Items from a dataset:
○ ○ ○

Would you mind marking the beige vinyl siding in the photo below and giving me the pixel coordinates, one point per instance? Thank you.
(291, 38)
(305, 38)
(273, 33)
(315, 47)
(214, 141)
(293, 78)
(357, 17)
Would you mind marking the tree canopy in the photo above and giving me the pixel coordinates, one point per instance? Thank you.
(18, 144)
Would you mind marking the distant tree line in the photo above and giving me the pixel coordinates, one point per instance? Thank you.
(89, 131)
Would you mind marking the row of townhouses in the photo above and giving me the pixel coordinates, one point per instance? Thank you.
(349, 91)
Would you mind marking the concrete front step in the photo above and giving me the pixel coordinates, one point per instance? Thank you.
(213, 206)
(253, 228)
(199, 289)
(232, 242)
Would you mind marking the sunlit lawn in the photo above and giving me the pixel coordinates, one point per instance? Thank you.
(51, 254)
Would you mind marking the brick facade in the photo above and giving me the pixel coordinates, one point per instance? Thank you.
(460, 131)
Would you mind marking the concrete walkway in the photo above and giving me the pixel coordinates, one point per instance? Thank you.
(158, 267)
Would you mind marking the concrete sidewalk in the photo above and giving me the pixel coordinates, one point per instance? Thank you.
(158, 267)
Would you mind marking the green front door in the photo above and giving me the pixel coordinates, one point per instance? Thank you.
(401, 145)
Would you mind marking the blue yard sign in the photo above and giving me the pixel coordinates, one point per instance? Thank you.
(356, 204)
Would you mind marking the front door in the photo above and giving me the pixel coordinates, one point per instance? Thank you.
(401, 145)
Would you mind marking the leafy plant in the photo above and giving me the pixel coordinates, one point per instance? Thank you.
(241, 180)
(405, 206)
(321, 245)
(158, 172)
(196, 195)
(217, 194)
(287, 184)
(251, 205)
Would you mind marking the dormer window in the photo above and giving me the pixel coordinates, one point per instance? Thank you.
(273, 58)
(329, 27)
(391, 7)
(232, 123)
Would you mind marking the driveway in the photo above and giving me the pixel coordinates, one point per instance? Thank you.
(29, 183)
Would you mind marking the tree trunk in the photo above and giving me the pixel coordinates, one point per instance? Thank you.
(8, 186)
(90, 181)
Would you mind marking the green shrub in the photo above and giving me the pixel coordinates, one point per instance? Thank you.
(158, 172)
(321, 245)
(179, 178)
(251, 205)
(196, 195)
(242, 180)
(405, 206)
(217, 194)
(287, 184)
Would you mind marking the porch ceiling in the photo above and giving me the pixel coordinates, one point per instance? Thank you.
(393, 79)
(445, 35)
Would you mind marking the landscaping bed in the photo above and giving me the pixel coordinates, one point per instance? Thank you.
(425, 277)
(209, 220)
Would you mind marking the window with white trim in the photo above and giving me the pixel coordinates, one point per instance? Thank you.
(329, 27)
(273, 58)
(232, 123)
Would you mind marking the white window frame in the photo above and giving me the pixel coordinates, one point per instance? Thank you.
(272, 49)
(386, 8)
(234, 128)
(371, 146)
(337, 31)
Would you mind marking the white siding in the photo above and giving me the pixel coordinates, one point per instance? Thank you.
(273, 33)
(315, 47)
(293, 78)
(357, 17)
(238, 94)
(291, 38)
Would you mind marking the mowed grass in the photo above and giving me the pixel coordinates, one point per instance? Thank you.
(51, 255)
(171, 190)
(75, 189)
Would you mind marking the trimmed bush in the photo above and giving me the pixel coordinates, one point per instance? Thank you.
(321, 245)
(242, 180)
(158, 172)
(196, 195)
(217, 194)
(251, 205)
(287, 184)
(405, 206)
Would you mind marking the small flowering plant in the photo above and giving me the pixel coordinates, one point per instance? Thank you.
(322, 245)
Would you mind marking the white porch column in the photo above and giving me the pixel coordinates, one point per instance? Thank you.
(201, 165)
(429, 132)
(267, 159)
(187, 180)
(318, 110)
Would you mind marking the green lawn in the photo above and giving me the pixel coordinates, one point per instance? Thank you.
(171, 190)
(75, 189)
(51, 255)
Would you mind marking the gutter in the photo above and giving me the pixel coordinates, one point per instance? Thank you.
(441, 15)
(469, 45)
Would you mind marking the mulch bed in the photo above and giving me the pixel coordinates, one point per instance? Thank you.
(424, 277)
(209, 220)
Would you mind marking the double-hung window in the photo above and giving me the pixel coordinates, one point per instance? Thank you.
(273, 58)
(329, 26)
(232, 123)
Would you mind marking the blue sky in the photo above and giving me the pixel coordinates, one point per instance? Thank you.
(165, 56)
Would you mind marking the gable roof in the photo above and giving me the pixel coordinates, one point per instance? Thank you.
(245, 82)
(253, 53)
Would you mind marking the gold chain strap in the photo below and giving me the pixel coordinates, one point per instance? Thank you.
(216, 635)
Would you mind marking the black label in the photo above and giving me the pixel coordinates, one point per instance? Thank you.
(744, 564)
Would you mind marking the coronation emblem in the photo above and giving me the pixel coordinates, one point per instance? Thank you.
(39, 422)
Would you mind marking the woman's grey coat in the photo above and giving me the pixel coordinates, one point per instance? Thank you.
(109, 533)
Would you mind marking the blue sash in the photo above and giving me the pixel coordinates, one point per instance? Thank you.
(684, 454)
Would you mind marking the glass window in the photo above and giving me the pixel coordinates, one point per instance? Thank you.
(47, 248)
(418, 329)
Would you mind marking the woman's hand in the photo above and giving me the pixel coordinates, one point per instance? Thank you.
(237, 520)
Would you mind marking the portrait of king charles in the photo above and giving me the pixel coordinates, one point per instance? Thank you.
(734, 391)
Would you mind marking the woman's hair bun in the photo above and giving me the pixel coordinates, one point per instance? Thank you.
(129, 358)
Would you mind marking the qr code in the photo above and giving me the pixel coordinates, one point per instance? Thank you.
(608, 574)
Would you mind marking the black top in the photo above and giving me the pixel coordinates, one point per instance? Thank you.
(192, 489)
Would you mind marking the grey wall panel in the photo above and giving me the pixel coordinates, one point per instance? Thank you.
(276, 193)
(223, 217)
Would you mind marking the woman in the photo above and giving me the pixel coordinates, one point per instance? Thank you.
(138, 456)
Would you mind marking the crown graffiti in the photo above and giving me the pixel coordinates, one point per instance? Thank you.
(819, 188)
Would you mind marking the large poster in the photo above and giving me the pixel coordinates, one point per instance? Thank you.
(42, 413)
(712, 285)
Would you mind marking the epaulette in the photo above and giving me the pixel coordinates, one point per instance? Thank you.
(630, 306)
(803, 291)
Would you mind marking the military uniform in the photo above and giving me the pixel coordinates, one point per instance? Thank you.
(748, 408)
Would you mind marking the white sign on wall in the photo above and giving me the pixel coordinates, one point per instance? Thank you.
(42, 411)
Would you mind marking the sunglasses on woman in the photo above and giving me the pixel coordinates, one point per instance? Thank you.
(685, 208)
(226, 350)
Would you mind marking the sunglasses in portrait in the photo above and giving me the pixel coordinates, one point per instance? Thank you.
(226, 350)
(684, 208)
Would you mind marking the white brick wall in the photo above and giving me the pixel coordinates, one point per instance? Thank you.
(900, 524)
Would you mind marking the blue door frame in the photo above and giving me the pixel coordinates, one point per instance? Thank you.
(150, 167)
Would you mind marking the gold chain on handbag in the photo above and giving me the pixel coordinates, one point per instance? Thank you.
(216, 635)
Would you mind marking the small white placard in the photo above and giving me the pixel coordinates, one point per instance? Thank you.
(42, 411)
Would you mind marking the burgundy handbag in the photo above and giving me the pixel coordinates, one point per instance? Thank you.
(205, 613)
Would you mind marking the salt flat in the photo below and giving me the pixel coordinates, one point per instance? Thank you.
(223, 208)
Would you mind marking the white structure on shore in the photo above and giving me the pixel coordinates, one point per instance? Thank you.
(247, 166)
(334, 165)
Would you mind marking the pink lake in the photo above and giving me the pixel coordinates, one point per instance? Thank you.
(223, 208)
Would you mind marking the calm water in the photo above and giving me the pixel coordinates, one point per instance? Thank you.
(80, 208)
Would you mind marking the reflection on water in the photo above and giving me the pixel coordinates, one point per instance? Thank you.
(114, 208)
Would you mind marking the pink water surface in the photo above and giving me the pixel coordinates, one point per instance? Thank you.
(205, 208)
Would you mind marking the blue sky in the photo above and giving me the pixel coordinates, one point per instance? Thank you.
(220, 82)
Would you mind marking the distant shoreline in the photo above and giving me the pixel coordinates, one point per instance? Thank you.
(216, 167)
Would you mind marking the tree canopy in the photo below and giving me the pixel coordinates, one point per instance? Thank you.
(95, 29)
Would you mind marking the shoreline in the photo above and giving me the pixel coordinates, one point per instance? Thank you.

○ ○ ○

:: Work instructions ::
Could you print, exactly and with nothing else, the lines from the one containing "Would you mind marking the distant shoreline" through the last line of the records above?

:: Written solution ::
Would you mind marking the distant shoreline in the photo above and giving me the pixel coordinates, one point per instance? Thank you.
(216, 167)
Would you mind marking the tree canopy in the photo below and giving me the pixel coordinates, one point per instance? Thank you.
(95, 29)
Would you mind marking the shoreline in the photo above and giving me the pixel coordinates, one point per instance? Thank you.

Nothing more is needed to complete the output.